*DIRECTIONS FOR THIS TASK:* Please copy out the listing between the line holding "Objective — one point per instance of the building window" and the line holding "[[607, 27]]", inclusive, reproducing each line word for word.

*EXERCISE MATERIAL:*
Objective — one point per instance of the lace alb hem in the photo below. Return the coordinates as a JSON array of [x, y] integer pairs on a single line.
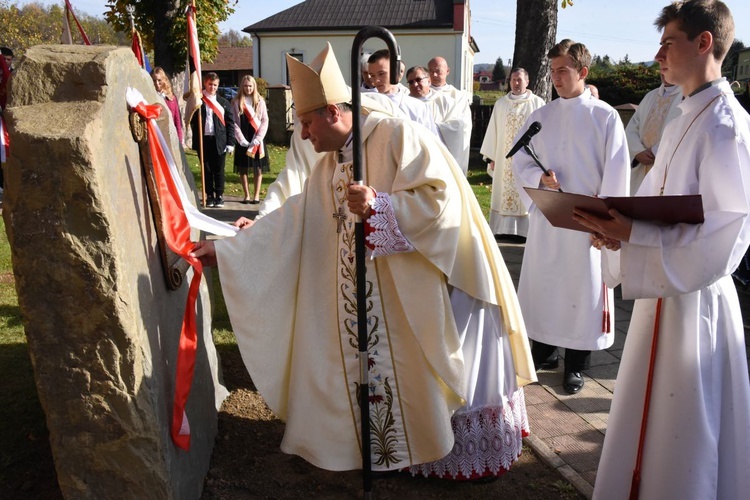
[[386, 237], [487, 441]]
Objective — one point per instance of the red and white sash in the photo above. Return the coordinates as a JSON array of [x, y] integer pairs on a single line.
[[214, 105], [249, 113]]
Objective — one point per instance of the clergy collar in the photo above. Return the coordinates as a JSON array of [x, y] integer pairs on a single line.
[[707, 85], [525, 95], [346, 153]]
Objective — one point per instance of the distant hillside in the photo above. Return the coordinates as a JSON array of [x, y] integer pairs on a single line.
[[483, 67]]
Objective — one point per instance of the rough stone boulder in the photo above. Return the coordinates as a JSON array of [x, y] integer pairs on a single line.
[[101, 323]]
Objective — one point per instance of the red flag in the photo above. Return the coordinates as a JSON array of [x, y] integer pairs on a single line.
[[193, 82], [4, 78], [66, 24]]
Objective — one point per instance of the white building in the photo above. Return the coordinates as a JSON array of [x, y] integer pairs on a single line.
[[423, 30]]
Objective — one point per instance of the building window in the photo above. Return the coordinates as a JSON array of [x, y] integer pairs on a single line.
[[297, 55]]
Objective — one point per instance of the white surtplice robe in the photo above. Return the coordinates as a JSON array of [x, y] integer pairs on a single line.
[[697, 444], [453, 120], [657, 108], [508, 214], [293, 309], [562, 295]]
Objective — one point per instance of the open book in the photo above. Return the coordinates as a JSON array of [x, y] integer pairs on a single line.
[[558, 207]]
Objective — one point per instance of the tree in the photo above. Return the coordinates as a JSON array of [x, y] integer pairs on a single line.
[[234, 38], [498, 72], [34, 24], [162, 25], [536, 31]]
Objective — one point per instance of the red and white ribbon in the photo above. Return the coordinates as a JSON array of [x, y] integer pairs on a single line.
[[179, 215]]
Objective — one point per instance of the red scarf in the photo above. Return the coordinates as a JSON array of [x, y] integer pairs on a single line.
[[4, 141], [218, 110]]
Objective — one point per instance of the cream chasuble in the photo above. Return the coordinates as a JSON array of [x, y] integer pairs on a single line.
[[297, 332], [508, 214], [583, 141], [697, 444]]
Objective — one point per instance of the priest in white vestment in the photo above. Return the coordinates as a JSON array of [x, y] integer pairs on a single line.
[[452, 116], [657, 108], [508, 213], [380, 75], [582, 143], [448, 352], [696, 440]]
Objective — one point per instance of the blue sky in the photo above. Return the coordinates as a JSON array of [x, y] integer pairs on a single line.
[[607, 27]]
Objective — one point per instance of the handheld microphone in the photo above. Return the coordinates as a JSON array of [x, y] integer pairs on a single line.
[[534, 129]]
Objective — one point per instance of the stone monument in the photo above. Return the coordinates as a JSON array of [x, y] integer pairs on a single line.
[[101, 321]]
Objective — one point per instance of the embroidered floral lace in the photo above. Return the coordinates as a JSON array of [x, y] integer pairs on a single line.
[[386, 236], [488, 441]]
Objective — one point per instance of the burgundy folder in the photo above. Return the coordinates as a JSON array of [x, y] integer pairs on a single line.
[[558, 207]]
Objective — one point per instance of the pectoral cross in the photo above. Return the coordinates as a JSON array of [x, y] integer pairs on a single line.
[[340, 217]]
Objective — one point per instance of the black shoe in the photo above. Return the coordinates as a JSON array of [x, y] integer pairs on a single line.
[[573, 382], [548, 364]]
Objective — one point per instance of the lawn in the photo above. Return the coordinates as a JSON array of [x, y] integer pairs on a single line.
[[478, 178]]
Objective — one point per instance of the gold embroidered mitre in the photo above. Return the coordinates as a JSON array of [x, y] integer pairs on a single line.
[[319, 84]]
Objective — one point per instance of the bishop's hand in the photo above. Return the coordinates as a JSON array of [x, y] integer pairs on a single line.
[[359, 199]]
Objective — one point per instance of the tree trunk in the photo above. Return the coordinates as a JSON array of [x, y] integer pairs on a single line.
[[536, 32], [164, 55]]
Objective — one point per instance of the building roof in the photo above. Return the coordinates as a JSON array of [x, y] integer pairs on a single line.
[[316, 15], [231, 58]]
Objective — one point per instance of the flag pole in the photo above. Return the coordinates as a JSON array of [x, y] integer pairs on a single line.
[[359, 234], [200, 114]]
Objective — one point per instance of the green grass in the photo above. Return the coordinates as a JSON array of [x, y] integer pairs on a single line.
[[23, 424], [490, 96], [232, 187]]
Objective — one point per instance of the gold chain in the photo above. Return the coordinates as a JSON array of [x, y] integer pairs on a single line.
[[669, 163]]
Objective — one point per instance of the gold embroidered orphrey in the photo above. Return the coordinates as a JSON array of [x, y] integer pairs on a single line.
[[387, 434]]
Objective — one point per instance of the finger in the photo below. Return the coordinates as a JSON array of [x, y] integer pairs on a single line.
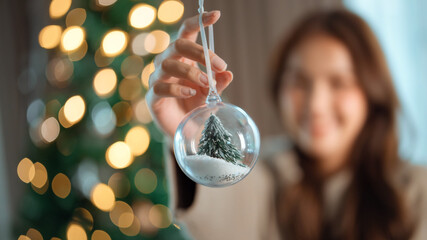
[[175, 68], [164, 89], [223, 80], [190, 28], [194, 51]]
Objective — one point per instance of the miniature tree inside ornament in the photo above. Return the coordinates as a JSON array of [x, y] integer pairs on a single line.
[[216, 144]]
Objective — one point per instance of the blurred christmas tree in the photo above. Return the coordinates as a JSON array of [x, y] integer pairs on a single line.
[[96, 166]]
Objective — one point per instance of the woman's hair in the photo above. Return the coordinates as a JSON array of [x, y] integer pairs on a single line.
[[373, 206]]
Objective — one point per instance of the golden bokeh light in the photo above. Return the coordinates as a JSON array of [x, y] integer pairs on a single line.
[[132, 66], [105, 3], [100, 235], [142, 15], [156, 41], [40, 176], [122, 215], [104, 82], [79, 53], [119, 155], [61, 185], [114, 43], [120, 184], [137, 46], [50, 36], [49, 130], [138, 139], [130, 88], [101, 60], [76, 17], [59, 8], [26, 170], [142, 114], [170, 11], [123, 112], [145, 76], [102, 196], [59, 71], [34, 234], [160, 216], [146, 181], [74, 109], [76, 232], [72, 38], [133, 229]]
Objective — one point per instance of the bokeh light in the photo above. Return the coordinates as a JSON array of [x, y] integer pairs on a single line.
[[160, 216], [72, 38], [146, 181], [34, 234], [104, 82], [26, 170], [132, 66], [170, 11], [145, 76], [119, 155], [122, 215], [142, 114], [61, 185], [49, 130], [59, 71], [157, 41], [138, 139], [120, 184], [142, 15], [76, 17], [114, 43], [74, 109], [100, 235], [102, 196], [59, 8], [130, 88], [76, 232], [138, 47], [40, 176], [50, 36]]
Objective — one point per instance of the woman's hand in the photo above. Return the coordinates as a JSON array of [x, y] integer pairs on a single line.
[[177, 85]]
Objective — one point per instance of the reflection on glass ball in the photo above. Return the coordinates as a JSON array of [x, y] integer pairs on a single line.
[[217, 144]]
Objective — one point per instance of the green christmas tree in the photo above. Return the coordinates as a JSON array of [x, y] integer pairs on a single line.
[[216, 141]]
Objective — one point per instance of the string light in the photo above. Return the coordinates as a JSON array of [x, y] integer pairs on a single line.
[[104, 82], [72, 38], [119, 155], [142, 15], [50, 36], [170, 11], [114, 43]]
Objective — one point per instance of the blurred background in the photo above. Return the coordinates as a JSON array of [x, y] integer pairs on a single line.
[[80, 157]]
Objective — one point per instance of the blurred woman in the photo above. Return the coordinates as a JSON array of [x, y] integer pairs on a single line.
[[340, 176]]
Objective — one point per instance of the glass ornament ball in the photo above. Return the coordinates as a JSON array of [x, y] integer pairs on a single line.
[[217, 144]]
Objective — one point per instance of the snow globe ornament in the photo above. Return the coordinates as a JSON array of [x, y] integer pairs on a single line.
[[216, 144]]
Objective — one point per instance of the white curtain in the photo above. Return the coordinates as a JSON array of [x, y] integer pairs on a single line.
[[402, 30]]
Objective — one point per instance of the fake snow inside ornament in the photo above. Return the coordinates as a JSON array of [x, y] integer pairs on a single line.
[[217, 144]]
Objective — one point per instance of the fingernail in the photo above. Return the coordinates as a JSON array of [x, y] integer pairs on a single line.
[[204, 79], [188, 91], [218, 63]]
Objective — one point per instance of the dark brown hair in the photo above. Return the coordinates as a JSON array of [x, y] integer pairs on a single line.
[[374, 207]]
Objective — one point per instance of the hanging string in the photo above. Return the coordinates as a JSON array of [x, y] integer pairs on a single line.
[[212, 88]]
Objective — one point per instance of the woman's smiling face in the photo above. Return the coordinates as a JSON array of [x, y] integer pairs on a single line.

*SOLVED EXERCISE:*
Objective — one point per instance of the building window in the photo above. Return the coordinates as a JSON array of [x, y] integer pairs on a single line.
[[297, 55]]
Objective — one point per instance of the white surtplice robe in the photo above. Return the coordinates as a JSON array of [x, y] integer pairs on a single line.
[[697, 444], [453, 120], [657, 108], [508, 214], [293, 309], [562, 295]]
Objective — one point per instance of the open book in the photo above. Return the coordinates as a JSON array of [x, y] integer pairs on a single line.
[[558, 207]]
Objective — one point per instance of the tree in the photo above. Return the coordinates as a JSON array of [x, y] integer pairs on a single line.
[[234, 38], [498, 72], [34, 24], [162, 25], [536, 31]]
Objective — one point per instance of the red and white ribbon in the photo above. Return the coordinates as a JSON array of [x, y] integer pairs on a single line.
[[179, 215]]
Objective — one point per instance of the red scarf in the photo above. Return the coordinates as a JSON array of [x, y] integer pairs on a single line.
[[4, 141], [218, 110]]
Objective — one point per instance of the cream chasuble in the photo above. Return the coordinates as a JSON array of [x, y] integer pairs on a single line.
[[297, 332], [508, 214], [583, 141], [697, 444]]
Objective — one point per instance of the priest in white vestment in the photo above. Return the coordinates as a JSON array of [x, y] integer pairs on a single line.
[[452, 116], [657, 108], [508, 213], [380, 75], [582, 143], [448, 352], [696, 440]]
Objective — one point per instance of the blue sky in the photo above. Return the coordinates as a JSON array of [x, y] integer pairs on a single line.
[[607, 27]]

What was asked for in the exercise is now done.